* **AIM**
Report every line in the records below that contains the string "stone", matching case exactly, and copy each such line in full.

========

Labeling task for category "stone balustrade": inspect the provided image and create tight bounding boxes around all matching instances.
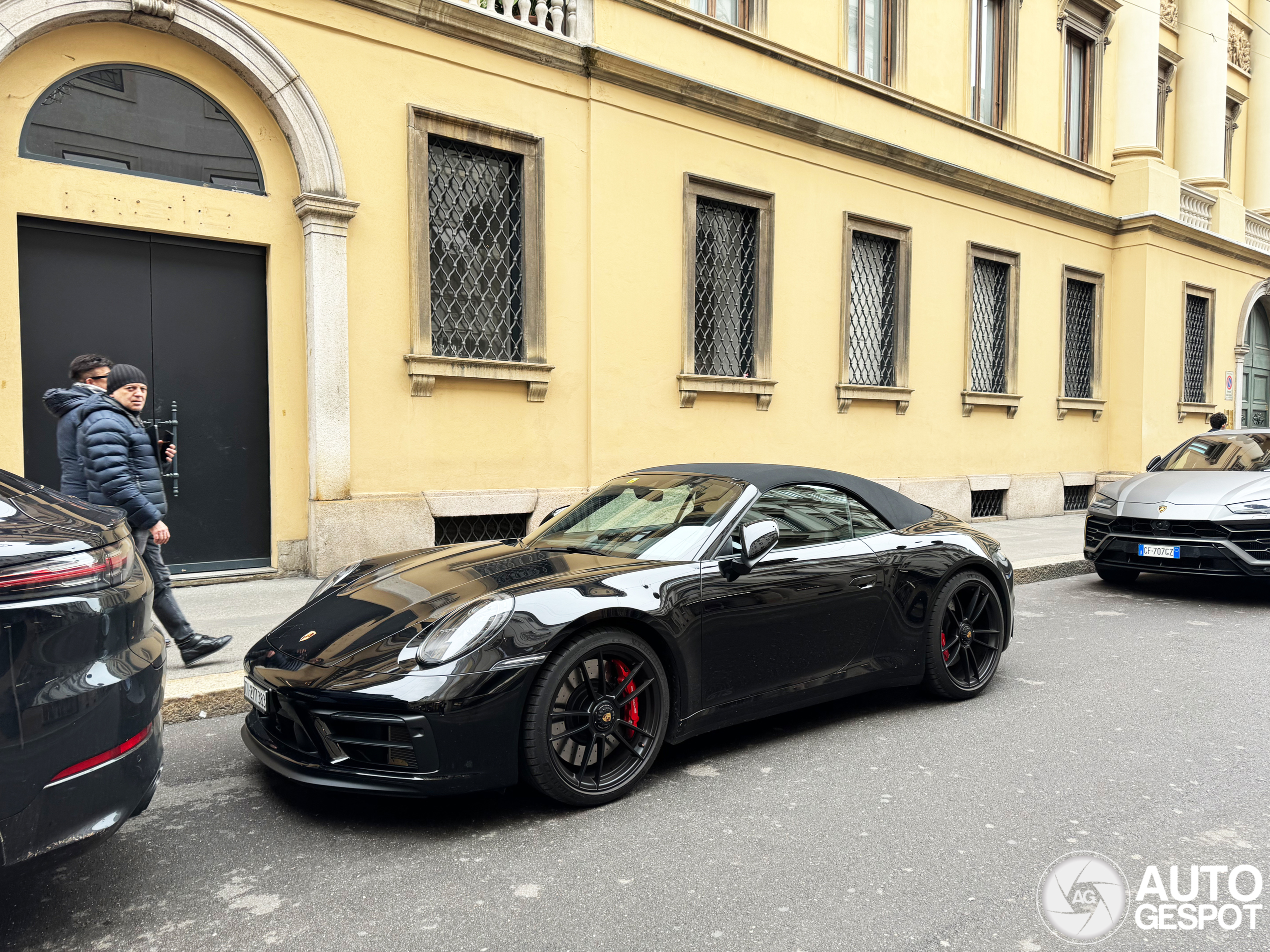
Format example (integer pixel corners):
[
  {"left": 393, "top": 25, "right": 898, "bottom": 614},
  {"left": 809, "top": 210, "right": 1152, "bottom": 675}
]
[
  {"left": 1178, "top": 184, "right": 1216, "bottom": 231},
  {"left": 451, "top": 0, "right": 579, "bottom": 39}
]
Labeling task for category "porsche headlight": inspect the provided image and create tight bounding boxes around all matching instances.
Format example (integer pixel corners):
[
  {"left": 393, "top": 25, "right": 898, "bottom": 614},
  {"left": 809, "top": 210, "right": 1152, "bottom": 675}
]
[
  {"left": 1226, "top": 499, "right": 1270, "bottom": 515},
  {"left": 305, "top": 561, "right": 360, "bottom": 604},
  {"left": 419, "top": 593, "right": 516, "bottom": 665},
  {"left": 1090, "top": 493, "right": 1115, "bottom": 512}
]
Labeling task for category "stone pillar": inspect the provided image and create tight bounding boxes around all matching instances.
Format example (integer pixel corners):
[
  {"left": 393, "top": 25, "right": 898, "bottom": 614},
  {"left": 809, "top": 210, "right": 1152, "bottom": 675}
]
[
  {"left": 1112, "top": 0, "right": 1178, "bottom": 218},
  {"left": 1244, "top": 0, "right": 1270, "bottom": 214},
  {"left": 1176, "top": 0, "right": 1230, "bottom": 188},
  {"left": 1112, "top": 0, "right": 1162, "bottom": 159},
  {"left": 294, "top": 192, "right": 358, "bottom": 508}
]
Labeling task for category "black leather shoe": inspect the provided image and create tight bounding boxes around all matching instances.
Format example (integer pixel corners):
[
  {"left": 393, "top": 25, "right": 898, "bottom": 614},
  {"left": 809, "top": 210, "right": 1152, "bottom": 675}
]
[{"left": 176, "top": 635, "right": 234, "bottom": 668}]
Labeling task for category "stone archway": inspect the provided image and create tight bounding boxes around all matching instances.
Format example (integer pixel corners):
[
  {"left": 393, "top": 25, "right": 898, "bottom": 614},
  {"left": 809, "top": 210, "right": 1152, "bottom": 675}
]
[
  {"left": 0, "top": 0, "right": 358, "bottom": 563},
  {"left": 1232, "top": 278, "right": 1270, "bottom": 424}
]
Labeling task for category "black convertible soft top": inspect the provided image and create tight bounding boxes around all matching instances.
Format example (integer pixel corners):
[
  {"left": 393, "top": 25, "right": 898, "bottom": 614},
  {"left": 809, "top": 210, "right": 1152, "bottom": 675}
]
[{"left": 636, "top": 463, "right": 931, "bottom": 529}]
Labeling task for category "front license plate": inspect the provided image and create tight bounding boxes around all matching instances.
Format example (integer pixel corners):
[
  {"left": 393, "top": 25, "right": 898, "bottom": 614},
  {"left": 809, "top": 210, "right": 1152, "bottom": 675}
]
[{"left": 242, "top": 678, "right": 269, "bottom": 713}]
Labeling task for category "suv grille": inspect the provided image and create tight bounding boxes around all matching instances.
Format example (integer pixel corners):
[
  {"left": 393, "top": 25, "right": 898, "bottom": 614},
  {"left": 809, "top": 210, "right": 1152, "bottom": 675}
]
[{"left": 1084, "top": 515, "right": 1270, "bottom": 560}]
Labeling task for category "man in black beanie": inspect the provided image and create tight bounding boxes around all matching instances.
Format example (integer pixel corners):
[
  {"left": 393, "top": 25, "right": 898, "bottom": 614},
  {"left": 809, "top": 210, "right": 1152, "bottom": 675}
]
[{"left": 76, "top": 363, "right": 232, "bottom": 665}]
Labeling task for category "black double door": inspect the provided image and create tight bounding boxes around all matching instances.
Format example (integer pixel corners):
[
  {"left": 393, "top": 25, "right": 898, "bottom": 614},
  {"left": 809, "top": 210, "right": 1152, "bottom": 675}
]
[{"left": 18, "top": 217, "right": 269, "bottom": 574}]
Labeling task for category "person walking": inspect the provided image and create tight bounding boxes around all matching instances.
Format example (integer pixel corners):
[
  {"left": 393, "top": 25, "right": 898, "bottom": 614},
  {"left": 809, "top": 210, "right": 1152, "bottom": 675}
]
[
  {"left": 44, "top": 354, "right": 114, "bottom": 503},
  {"left": 76, "top": 363, "right": 232, "bottom": 665}
]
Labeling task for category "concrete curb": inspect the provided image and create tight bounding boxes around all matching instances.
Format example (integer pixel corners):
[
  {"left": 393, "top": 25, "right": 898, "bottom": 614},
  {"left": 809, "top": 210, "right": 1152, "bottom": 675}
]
[
  {"left": 1014, "top": 556, "right": 1094, "bottom": 585},
  {"left": 162, "top": 672, "right": 252, "bottom": 724}
]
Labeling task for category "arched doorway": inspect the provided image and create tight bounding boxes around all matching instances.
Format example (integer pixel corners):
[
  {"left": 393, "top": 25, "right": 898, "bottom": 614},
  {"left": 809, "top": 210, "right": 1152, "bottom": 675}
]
[
  {"left": 18, "top": 63, "right": 270, "bottom": 575},
  {"left": 1240, "top": 298, "right": 1270, "bottom": 426}
]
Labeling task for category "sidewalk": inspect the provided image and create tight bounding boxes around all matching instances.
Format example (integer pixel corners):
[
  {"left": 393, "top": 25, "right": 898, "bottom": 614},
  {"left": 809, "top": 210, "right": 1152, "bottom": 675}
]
[{"left": 164, "top": 513, "right": 1090, "bottom": 721}]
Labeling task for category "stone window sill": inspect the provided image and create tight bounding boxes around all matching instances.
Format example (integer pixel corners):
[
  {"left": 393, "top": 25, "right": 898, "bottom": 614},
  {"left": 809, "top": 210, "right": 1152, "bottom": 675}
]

========

* **EXPECTED ANSWER**
Labeling task for category "stone balustrade": inspect the provided image and create tight bounding boxes around all matching instances.
Labeling task for category "stone pillar": inspect the provided image and create tight bounding boxes around all matching instances.
Labeling task for category "stone archway": inspect the provided image and create tight bounding boxes around all matching instances.
Labeling task for category "stone window sill": inspect the provided image and create tight bounding boxes around all matching instances.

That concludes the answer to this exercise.